**Dataset rows**

◇ ◇ ◇ ◇

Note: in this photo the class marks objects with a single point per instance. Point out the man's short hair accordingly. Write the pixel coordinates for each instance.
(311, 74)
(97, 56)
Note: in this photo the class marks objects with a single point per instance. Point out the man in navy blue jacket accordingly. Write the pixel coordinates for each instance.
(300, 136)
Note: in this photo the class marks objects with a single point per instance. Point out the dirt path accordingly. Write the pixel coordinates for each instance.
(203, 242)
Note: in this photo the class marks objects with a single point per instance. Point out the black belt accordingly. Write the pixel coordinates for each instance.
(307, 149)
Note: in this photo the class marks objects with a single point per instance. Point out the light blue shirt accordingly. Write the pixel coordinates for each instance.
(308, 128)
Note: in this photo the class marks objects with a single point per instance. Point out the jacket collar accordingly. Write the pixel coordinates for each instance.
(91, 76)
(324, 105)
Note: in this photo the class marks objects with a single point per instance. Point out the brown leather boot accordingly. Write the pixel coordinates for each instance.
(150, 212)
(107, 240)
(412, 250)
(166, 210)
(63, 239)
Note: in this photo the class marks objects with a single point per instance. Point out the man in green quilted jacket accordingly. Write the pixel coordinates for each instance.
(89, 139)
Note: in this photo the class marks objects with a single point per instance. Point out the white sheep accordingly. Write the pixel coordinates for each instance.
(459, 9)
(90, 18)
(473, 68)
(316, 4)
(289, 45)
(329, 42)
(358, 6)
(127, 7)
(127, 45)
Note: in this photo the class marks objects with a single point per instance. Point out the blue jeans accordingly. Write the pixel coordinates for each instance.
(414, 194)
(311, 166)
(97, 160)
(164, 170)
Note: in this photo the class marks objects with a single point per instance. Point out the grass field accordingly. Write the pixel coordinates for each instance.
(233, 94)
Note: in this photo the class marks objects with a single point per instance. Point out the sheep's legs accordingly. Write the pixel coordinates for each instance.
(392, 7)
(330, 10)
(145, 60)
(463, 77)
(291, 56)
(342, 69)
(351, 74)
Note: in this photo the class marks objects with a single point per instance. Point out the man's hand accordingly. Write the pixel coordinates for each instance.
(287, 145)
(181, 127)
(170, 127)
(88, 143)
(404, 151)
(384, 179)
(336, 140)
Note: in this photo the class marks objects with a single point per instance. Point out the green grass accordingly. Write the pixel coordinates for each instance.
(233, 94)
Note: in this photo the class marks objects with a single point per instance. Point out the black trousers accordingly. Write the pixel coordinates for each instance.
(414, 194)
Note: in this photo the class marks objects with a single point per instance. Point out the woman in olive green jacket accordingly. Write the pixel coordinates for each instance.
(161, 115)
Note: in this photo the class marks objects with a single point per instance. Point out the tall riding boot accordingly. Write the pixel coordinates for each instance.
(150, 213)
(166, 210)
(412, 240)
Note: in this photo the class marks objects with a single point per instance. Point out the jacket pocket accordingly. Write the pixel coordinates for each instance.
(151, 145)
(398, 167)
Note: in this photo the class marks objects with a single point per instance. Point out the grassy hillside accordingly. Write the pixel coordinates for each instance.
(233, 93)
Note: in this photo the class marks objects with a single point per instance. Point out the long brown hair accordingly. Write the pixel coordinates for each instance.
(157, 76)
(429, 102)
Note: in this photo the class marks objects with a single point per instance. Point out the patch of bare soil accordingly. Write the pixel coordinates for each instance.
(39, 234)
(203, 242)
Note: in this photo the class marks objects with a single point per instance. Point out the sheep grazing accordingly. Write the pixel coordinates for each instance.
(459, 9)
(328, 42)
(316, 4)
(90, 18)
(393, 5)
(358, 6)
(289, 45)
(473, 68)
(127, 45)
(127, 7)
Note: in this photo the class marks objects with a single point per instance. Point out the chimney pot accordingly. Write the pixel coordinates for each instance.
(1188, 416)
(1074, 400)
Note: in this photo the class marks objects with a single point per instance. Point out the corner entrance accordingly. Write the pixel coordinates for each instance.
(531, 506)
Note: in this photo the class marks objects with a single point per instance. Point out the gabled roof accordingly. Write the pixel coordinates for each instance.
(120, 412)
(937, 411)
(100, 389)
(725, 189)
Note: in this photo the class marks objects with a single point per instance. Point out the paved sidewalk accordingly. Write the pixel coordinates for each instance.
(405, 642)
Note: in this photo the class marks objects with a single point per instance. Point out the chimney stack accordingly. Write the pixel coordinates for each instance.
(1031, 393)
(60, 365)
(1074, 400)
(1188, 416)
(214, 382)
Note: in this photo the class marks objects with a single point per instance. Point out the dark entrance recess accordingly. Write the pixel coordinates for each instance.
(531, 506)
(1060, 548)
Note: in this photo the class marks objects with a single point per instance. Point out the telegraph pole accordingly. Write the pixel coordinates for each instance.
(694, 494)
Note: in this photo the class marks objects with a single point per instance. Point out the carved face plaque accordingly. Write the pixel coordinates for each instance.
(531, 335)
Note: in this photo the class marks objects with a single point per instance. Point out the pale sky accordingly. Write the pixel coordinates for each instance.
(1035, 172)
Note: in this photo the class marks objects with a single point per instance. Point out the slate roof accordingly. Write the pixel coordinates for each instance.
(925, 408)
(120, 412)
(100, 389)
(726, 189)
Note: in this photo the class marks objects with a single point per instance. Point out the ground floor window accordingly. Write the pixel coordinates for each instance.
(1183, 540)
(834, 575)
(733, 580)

◇ ◇ ◇ ◇

**Requirement**
Please revise every one of the records above by replacing "pixel coordinates" with "x and y coordinates" and leaving all other wording the same.

**Reply to the task**
Note: in this photo the class marks objects with a single point per instance. Point out the man's short hair accordingly. Write the x and y coordinates for each instance.
(311, 74)
(97, 56)
Note: in this photo the class marks objects with a single point per instance. Point out the man in navy blue jacket accordingly. Write the x and y coordinates for each instance.
(300, 136)
Note: in this photo the class marks objects with a single point per instance. Point out the dirt path accordingly. Write the x and y coordinates for each instance.
(203, 242)
Note: in this photo the class marks objects with a single point per instance. Point out the black belt accordingly. Write the x and y coordinates for each instance.
(307, 149)
Note: in this photo the class marks objects with a single point per instance. Point out the light blue shirt accordingly. Write the x and y coordinates for each instance.
(308, 128)
Note: in this photo the class marks objects with a single point per instance. Point out the jacket collar accordingly. Write the x and y coordinates for each instance.
(91, 76)
(324, 105)
Note: in this photo the class marks objects with a single point per instance. Point out the brown leather boot accordingly. Write the x and y coordinates for each instance.
(150, 212)
(107, 240)
(412, 250)
(166, 210)
(63, 239)
Note: in this photo the class marks objects with a single point per instance. Point out the man in green quilted jacket accordingly. Write the x and y coordinates for each instance.
(89, 139)
Note: in this photo the class marks objects with a single point per instance. Point out the white sheep accordingly. Write the x and y coordinates for each instance.
(459, 9)
(90, 18)
(473, 68)
(316, 4)
(289, 45)
(329, 42)
(358, 6)
(127, 7)
(127, 45)
Note: in this photo the class marks objects with a single point per instance. Point out the blue jeans accordingly. Write the x and y coordinates for each instance.
(414, 194)
(311, 166)
(97, 160)
(164, 170)
Note: in this photo the class marks objects with a single point per instance. Point out the grass field accordingly. Write the x and y coordinates for each instance.
(233, 94)
Note: in this photo the class marks objects with a single point per instance. Point out the sheep's legs accordingly. Write the x and y coordinates for each instance.
(392, 7)
(330, 10)
(145, 60)
(463, 77)
(291, 56)
(342, 69)
(351, 74)
Note: in this photo the class marks objects with a single point per instance. Point out the man's hand accordingly. Write the x and y coordinates for each instance.
(287, 145)
(181, 127)
(170, 127)
(88, 143)
(404, 151)
(384, 179)
(336, 140)
Note: in this photo the class marks objects with a single point per instance. Point out the green grass accordingly. Write the x and y coordinates for each instance.
(233, 94)
Note: in this photo the class marks objects with a single point per instance. Point out the black trousers accordingly. Write the x and y coordinates for each instance.
(414, 194)
Note: in this photo the class marks objects with a single point per instance. Point out the woman in olive green jacket accordingly. Write the x and y coordinates for each instance.
(161, 115)
Note: in this photo the class marks objects with a single point per instance. Point out the tall riding boot accordingly. Write the x and y coordinates for each instance.
(150, 213)
(166, 210)
(412, 240)
Note: in this photo the class marks objects with a single point per instance. Point out the jacket pocket accordingly. Write the x and y coordinates for each instance.
(151, 145)
(398, 167)
Note: in this photo the class marks objects with a single point per instance. Point out the grassy hillside accordingly. Write the x and y coordinates for each instance.
(233, 93)
Note: in this photo the class marks objects with a single point per instance. Point out the long brown hair accordingly. Write the x and y coordinates for each instance.
(157, 76)
(429, 102)
Note: in this photo the class marks objects with a single point per instance. Point out the patch of bare soil accordingly. Write the x and y coordinates for each instance.
(39, 234)
(203, 242)
Note: in this photo the class marks objects with a single point per instance. Point out the sheep grazing accordingly. Write the x and y coordinates for each instance.
(459, 9)
(328, 42)
(316, 4)
(90, 18)
(393, 5)
(358, 6)
(289, 45)
(473, 68)
(127, 45)
(127, 7)
Note: in this photo the class marks objects with a single point per instance. Point out the chimney pot accordingly. Write the x and y coordinates for each instance.
(1188, 416)
(1074, 400)
Note: in this photo the class marks objects with a single point per instance. Point out the corner entrance accordingly. Write the x and y coordinates for each instance.
(531, 506)
Note: in this photo the class marks objects with a single point per instance. Point out the gabled roof accordingly. Write the x and y coordinates for each instance.
(120, 412)
(937, 411)
(100, 389)
(725, 189)
Note: in this photo the class marks objects with a single point per instance. Point out the paved sidewalk accordingly. Write the x and y coordinates for each instance.
(405, 642)
Note: in this photo the class marks objects with a single point per instance. Point out the chimney stack accordingly. Write the x and y coordinates for each instance.
(1031, 393)
(60, 365)
(1074, 400)
(1188, 416)
(214, 382)
Note: in this photo the class marks objects with a single point per instance. Point out the dark entrance recess accordingly. Write the x and y coordinates for each instance.
(531, 506)
(1060, 548)
Note: in this photo the class marks objects with a single point per instance. Point out the telegraph pole accordingly. Write the x and y coordinates for each instance.
(694, 494)
Note: in this photo the class marks objects with a single point per instance. Point out the carved face plaque accordingly. Write the x and y coordinates for each instance.
(531, 335)
Note: in this photo the class marks objects with a single point per instance. Point out the pale sky accordingly. Write the x and y coordinates for each instance.
(1035, 172)
Note: in this photo the class marks objects with a single point per instance. Point out the slate roof accordingly. Write the x and y coordinates for each instance.
(925, 408)
(120, 412)
(100, 389)
(726, 189)
Note: in this photo the class marks objects with a single point per instance. Point out the ground floor window accordingly. Write the x and y coordinates for each instance.
(1183, 540)
(834, 575)
(733, 580)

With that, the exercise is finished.